Job: List every line in the items below that contains the word "above", copying each such line in full.

[Image entries on named regions]
┌────────
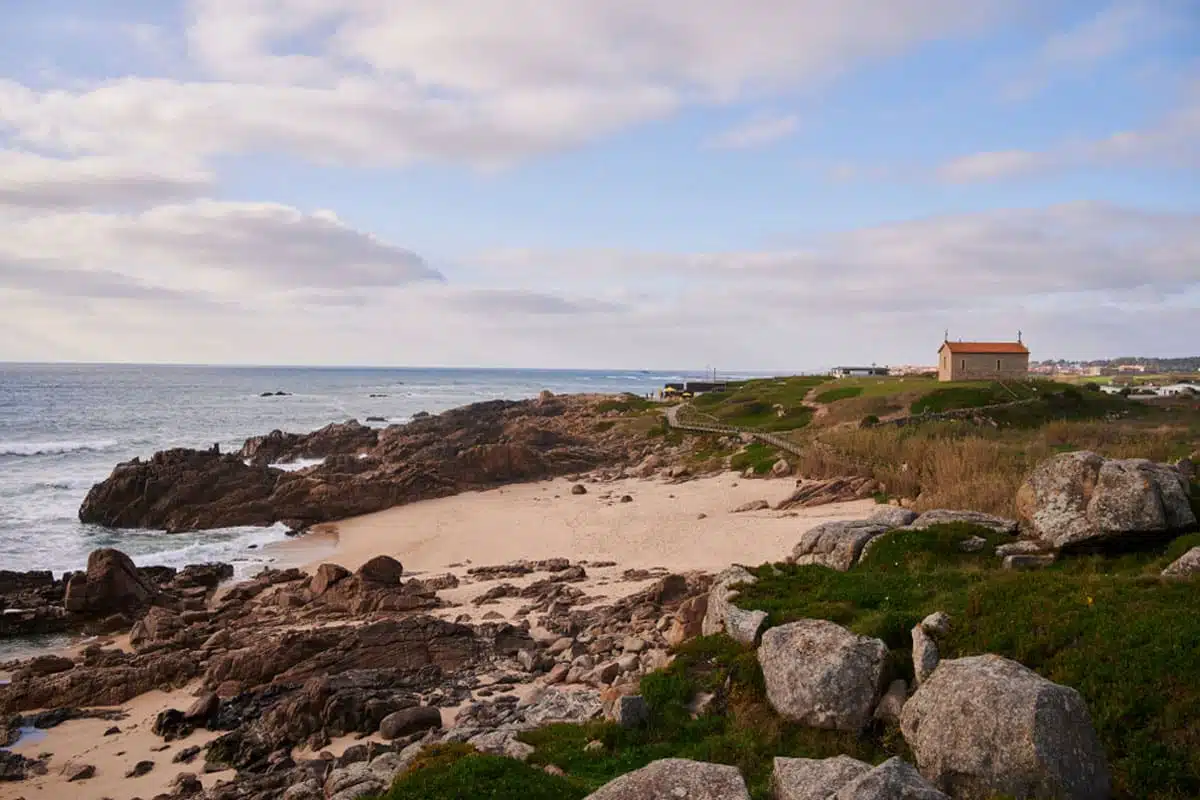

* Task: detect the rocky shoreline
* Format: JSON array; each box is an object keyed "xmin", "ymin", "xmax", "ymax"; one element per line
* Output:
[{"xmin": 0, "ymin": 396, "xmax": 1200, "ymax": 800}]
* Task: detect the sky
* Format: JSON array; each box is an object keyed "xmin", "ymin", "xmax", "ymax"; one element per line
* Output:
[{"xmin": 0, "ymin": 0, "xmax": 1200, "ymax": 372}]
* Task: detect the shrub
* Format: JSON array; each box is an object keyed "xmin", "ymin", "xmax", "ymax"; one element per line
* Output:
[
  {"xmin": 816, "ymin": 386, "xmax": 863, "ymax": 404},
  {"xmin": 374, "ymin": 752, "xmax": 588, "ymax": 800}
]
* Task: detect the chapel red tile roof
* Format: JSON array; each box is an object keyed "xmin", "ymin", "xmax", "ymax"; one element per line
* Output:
└────────
┌────────
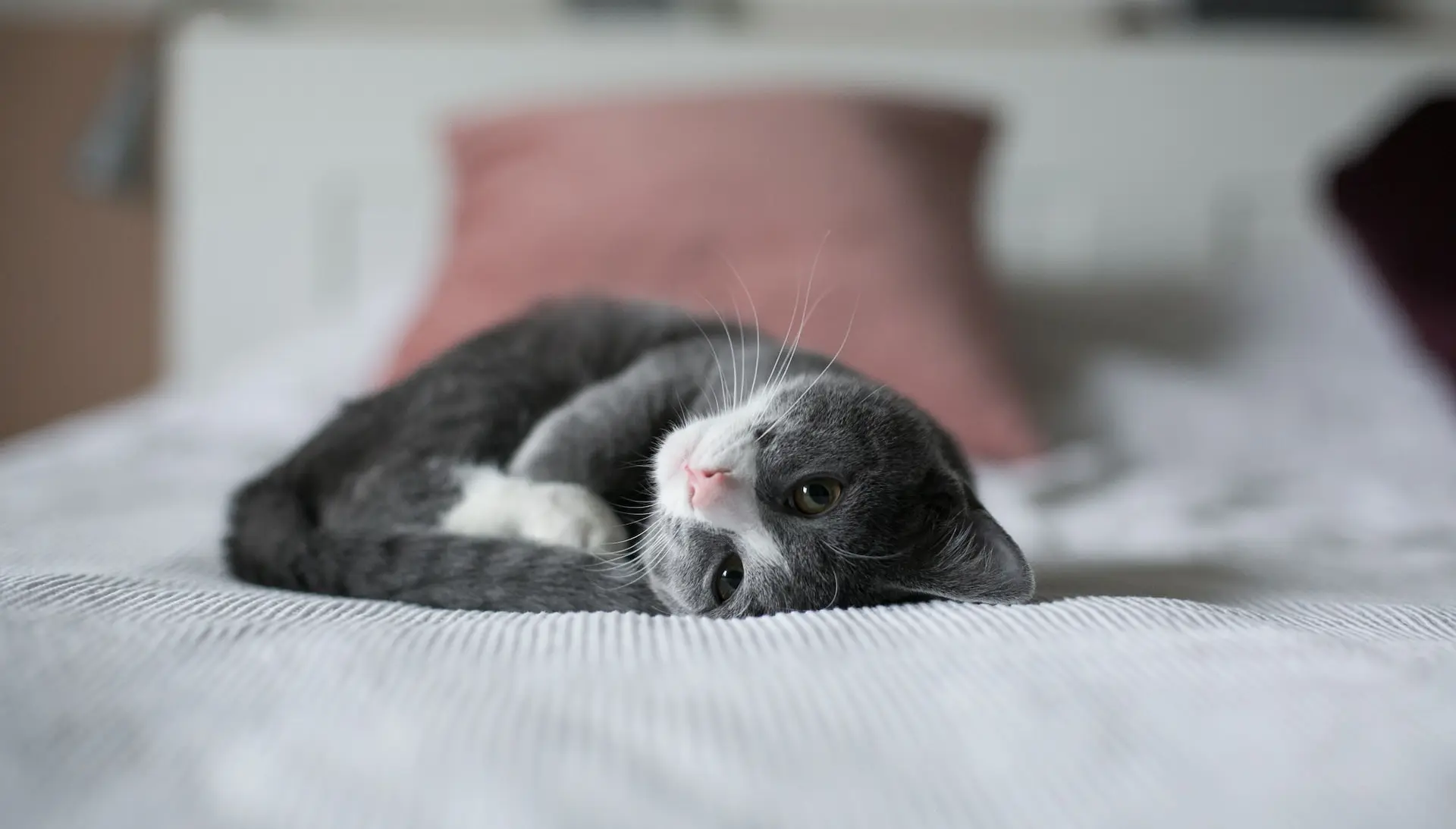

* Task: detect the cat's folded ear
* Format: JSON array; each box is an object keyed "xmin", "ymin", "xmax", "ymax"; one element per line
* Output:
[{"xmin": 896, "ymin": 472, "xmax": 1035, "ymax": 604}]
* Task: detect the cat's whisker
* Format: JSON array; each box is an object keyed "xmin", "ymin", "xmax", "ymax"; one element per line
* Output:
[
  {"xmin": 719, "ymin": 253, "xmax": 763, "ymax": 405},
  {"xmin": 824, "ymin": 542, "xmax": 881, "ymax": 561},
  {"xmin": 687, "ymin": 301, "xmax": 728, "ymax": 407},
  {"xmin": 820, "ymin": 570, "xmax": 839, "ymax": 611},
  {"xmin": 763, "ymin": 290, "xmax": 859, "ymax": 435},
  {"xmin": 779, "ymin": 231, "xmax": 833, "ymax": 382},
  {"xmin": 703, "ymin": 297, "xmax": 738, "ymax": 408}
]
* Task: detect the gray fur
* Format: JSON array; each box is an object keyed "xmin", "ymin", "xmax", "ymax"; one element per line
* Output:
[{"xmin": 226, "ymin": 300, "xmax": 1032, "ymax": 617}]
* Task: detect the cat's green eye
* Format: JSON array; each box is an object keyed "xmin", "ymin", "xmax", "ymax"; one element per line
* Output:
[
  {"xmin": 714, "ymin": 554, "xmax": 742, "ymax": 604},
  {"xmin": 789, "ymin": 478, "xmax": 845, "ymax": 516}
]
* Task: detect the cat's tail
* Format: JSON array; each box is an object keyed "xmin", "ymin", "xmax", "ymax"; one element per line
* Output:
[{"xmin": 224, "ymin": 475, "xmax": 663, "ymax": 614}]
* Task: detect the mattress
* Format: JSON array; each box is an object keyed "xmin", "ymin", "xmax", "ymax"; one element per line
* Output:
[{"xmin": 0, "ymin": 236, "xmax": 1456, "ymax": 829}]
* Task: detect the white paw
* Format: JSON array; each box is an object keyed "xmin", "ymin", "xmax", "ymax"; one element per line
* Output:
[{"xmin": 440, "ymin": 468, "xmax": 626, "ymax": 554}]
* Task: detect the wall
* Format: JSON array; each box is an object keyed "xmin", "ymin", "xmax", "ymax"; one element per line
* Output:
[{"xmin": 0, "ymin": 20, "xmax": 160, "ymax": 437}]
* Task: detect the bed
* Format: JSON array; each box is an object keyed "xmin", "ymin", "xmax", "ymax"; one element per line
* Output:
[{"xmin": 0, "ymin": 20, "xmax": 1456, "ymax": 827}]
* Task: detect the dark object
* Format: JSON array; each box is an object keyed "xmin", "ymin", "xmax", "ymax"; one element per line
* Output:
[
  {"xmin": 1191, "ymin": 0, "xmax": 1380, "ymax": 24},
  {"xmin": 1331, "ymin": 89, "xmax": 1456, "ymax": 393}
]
└────────
┌────────
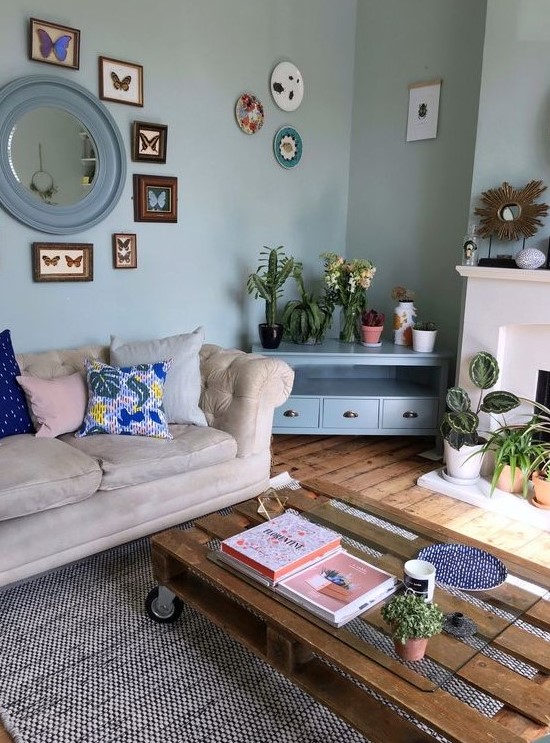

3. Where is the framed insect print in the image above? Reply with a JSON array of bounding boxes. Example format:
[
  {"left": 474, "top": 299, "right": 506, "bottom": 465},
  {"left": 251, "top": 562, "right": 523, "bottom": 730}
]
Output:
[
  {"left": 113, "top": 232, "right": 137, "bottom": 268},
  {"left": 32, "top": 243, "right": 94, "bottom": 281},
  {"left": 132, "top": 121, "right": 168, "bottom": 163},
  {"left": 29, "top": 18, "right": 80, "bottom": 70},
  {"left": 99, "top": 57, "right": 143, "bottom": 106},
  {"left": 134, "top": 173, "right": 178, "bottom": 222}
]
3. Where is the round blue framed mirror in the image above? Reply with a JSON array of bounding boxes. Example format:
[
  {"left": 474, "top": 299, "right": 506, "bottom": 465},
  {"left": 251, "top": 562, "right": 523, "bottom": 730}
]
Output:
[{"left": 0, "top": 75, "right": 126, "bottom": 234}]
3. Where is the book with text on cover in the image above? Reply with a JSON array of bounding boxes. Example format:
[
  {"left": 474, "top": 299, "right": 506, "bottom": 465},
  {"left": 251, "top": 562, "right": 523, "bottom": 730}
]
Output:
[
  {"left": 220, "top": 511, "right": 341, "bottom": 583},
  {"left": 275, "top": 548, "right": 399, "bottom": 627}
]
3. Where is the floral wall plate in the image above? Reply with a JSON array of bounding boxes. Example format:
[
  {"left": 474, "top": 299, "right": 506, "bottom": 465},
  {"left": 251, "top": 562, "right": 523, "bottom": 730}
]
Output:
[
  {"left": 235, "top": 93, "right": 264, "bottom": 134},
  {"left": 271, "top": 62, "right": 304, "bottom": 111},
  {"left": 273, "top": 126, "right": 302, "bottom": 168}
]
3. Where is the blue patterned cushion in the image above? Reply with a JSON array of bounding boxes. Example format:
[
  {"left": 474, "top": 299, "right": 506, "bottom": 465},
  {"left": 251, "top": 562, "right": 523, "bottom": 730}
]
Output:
└────────
Finished task:
3. Where is the framed insect print in the image above? Reply with a JSON array of bounding boxes. Example format:
3. Where is the round blue framed mirror in the image above? Reply with a JSON array of bounding boxes. Example format:
3. Where is the book with text on cover in the image above? Reply with a JSON array of bounding boxes. Example format:
3. Where is the floral wall plate in the image above? Reply with a JSON array of bounding boxes. Example format:
3. Where is the blue patterned cushion in the image above? Reply with a JSON array of bounding boxes. Example format:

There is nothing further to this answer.